- _Written instruction_:
Extract the lines beginning at the one that holds "of the backpack" and ending at the final line of the material below, keeping them exact and leaving out all pictures.

Source records:
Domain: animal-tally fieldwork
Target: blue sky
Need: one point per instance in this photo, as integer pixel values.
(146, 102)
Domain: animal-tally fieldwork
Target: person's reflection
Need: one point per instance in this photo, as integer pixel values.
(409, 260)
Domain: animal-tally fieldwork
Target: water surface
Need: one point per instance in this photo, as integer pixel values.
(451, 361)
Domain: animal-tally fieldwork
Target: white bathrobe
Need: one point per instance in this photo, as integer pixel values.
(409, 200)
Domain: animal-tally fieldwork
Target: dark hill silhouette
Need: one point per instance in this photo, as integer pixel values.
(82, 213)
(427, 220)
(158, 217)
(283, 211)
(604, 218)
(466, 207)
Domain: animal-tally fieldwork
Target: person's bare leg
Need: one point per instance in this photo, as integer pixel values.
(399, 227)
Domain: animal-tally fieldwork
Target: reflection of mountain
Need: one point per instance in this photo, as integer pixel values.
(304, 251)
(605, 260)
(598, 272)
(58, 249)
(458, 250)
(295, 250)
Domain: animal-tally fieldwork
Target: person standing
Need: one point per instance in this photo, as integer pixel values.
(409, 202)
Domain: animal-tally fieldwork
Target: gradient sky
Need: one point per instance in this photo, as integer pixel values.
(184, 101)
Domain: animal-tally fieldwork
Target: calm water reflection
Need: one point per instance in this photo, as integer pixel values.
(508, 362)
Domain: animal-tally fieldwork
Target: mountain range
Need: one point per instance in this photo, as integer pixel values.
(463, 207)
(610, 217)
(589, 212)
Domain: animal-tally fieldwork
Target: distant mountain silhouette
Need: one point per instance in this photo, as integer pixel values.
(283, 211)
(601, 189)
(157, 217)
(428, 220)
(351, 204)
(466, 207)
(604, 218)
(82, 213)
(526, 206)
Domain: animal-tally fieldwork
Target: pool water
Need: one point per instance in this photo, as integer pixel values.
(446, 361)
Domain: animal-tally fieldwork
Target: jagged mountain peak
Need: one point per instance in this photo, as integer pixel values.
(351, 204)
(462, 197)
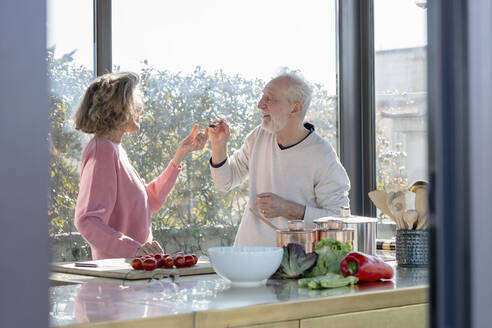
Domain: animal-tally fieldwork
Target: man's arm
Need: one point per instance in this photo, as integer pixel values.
(272, 205)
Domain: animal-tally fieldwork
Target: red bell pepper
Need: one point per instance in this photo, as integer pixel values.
(365, 267)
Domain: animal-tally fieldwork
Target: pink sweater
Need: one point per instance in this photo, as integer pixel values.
(114, 204)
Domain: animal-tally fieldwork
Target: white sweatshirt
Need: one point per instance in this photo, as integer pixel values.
(308, 173)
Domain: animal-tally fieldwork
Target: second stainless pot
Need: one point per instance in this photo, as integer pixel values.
(341, 235)
(298, 235)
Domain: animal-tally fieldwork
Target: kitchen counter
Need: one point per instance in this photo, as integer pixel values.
(210, 301)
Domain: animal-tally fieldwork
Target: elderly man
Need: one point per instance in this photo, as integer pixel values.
(294, 174)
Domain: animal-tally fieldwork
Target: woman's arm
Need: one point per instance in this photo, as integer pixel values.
(159, 188)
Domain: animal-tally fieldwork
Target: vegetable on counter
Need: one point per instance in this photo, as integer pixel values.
(330, 254)
(332, 280)
(365, 267)
(295, 262)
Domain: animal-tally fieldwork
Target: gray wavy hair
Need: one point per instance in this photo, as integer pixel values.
(299, 90)
(108, 103)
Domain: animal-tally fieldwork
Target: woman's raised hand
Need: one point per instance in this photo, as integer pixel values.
(219, 133)
(194, 141)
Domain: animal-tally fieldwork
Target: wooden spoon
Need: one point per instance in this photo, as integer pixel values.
(397, 205)
(380, 200)
(410, 217)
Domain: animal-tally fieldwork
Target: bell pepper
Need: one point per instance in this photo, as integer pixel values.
(365, 267)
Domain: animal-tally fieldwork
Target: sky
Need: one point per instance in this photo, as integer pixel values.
(253, 38)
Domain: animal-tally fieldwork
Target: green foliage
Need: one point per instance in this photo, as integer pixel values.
(196, 215)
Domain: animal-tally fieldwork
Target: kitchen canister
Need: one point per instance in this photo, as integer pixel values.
(412, 248)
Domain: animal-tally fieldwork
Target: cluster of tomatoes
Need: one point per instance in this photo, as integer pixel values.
(154, 261)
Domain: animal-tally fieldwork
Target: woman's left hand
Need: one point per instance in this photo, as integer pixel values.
(194, 141)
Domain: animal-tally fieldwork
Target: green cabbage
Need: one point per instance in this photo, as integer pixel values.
(294, 262)
(330, 254)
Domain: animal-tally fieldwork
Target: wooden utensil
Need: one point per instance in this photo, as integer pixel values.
(421, 202)
(380, 200)
(397, 205)
(422, 223)
(410, 217)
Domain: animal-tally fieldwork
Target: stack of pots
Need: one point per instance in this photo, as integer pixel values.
(358, 231)
(334, 228)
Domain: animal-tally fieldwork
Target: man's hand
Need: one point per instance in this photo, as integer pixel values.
(272, 205)
(194, 141)
(149, 248)
(219, 134)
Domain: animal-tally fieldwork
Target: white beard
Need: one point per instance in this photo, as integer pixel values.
(275, 125)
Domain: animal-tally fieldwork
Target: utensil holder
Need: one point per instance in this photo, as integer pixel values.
(412, 248)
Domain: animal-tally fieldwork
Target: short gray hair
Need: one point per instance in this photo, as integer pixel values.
(299, 89)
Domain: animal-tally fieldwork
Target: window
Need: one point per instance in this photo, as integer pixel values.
(205, 59)
(70, 69)
(401, 94)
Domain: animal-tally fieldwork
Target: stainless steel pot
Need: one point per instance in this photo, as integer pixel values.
(298, 235)
(365, 233)
(341, 235)
(329, 223)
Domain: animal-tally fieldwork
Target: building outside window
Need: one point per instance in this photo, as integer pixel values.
(401, 95)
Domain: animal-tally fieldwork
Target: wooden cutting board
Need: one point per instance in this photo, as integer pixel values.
(120, 268)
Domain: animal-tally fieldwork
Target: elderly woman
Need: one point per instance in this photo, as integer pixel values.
(114, 204)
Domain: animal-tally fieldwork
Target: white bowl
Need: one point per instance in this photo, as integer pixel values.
(245, 266)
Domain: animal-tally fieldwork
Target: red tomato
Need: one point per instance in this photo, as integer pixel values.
(179, 261)
(149, 264)
(136, 264)
(189, 261)
(168, 262)
(159, 258)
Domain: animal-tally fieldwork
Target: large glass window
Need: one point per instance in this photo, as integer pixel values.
(401, 94)
(70, 69)
(200, 60)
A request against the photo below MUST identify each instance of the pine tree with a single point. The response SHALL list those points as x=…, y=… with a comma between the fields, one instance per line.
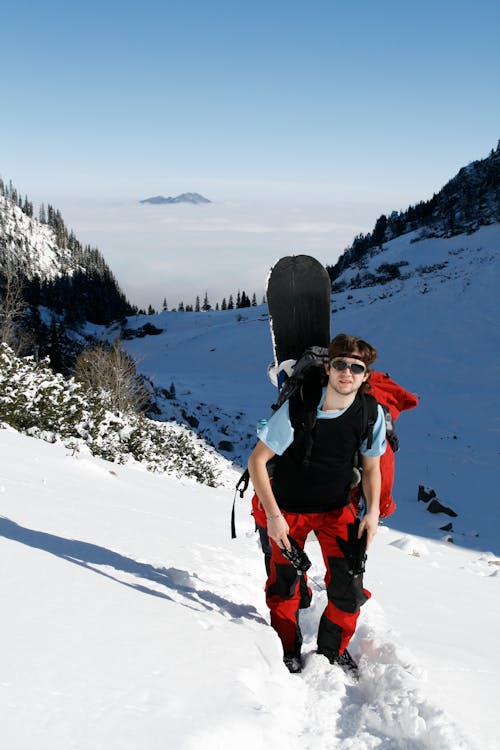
x=206, y=304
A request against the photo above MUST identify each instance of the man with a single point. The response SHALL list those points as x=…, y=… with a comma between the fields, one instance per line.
x=313, y=495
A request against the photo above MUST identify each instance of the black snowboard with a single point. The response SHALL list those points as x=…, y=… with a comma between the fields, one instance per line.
x=298, y=296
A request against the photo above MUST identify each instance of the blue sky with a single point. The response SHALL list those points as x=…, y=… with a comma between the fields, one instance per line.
x=359, y=106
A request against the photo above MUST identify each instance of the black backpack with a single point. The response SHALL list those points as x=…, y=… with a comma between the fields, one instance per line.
x=303, y=390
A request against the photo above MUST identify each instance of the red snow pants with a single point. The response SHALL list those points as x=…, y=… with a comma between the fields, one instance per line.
x=345, y=592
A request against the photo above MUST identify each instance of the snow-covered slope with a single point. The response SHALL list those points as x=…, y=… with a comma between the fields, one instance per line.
x=31, y=246
x=132, y=621
x=437, y=332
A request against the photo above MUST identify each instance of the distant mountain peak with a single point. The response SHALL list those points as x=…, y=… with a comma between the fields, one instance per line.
x=194, y=198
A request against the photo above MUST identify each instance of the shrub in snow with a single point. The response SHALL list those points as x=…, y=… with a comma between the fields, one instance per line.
x=40, y=403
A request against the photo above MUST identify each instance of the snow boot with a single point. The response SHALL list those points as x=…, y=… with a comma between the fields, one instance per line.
x=345, y=661
x=293, y=661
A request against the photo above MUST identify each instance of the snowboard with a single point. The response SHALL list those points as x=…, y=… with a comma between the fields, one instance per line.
x=298, y=297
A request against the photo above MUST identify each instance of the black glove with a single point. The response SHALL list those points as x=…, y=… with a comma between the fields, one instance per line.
x=354, y=549
x=296, y=556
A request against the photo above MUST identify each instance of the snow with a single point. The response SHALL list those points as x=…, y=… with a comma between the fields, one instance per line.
x=131, y=619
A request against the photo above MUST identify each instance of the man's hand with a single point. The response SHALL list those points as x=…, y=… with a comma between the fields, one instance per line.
x=277, y=530
x=370, y=523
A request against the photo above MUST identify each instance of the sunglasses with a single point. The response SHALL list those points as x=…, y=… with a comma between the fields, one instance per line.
x=354, y=367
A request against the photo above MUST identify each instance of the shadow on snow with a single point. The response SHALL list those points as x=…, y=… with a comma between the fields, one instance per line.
x=89, y=555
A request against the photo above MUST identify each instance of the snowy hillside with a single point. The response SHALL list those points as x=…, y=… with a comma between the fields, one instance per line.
x=428, y=327
x=31, y=246
x=134, y=621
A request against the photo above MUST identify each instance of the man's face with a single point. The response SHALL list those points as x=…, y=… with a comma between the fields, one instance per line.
x=345, y=381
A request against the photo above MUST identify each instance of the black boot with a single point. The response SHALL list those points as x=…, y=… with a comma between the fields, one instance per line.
x=293, y=661
x=345, y=661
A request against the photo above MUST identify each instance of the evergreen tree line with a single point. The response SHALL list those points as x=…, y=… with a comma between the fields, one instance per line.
x=236, y=302
x=469, y=200
x=86, y=290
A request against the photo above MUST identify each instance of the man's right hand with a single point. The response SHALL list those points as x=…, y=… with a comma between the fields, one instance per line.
x=277, y=530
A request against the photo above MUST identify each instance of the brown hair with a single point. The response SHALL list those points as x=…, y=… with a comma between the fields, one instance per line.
x=344, y=345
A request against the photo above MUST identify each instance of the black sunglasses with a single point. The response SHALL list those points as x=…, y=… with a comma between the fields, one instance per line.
x=354, y=367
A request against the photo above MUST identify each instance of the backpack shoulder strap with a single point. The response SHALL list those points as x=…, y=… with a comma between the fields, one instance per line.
x=369, y=407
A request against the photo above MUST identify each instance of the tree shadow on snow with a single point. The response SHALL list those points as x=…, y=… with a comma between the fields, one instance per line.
x=87, y=555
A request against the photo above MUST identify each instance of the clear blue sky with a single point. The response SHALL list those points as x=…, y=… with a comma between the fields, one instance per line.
x=379, y=103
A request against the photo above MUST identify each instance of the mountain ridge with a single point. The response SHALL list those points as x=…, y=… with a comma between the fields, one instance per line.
x=193, y=198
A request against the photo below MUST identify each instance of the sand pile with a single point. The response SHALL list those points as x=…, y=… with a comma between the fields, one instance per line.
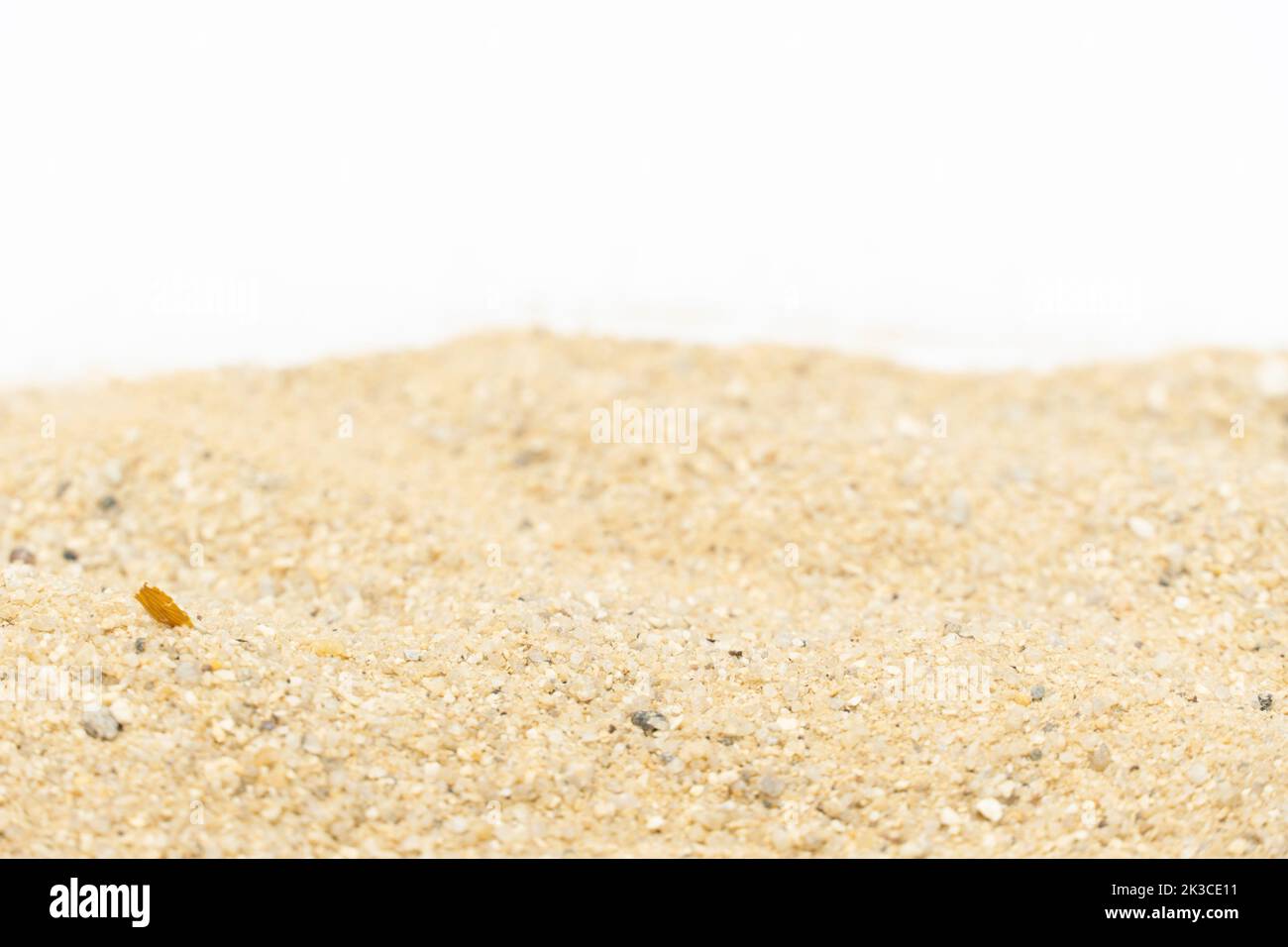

- _Result of this exercise_:
A request against the photo above MUST identify each instance of the backpack shoulder strap with a single point. The response SHALL list those points as x=…, y=… with a comma between the fields, one instance per line.
x=369, y=407
A request against the photo above MUST identify each instance of the tree shadow on snow with a single point. The response SHALL list those points as x=…, y=… with a comma between the fields, one instance per line.
x=87, y=555
A request against the photo above MUST identify each instance of the clear blue sky with a single point. The response SHALL list those points as x=…, y=… with a comma between the fields, one instance per line.
x=379, y=103
A request against the photo above MUST identify each instance of the mountain ridge with a single point. The response SHALL list those points as x=…, y=… with a comma between the fields, one instance per line.
x=193, y=198
A request against the photo below MUST identify each instance of the sand pile with a single point. The response SHALL list those points as x=…, y=… with a comma between the fields, one instance per line.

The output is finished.